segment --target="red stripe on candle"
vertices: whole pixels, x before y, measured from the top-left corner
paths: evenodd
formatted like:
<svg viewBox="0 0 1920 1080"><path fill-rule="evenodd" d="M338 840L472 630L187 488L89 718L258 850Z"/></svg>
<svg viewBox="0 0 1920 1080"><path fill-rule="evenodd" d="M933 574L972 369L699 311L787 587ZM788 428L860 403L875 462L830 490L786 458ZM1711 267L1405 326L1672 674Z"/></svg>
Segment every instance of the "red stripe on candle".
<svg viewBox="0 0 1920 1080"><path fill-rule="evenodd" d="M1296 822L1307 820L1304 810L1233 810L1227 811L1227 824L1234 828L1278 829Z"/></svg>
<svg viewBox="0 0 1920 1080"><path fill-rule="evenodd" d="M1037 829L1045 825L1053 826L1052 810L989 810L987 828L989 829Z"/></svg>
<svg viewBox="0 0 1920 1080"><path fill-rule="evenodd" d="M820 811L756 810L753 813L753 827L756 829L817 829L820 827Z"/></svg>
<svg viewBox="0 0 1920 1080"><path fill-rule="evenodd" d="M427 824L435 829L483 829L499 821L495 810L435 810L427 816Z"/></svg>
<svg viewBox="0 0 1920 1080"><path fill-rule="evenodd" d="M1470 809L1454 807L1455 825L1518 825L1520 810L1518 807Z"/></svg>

:::

# [Task to carry out]
Starting with the line that has "vertices: whole pixels, x", print each remaining line of the listing exactly.

# [Written solution]
vertices: whole pixels, x before y, measured from the top-left corner
paths: evenodd
formatted like:
<svg viewBox="0 0 1920 1080"><path fill-rule="evenodd" d="M338 840L472 630L187 488L89 718L258 850Z"/></svg>
<svg viewBox="0 0 1920 1080"><path fill-rule="evenodd" d="M933 574L972 369L699 311L787 587ZM788 428L860 403L875 462L830 490L786 458ZM1711 267L1405 326L1672 674Z"/></svg>
Segment every instance of the "red stripe on candle".
<svg viewBox="0 0 1920 1080"><path fill-rule="evenodd" d="M1296 822L1307 820L1304 810L1233 810L1227 811L1227 824L1234 828L1278 829Z"/></svg>
<svg viewBox="0 0 1920 1080"><path fill-rule="evenodd" d="M1037 829L1045 825L1053 826L1052 810L989 810L987 828L989 829Z"/></svg>
<svg viewBox="0 0 1920 1080"><path fill-rule="evenodd" d="M820 811L756 810L753 813L753 827L756 829L817 829L820 827Z"/></svg>
<svg viewBox="0 0 1920 1080"><path fill-rule="evenodd" d="M427 824L435 829L483 829L499 821L495 810L435 810L427 816Z"/></svg>
<svg viewBox="0 0 1920 1080"><path fill-rule="evenodd" d="M1470 809L1454 807L1455 825L1518 825L1520 810L1518 807Z"/></svg>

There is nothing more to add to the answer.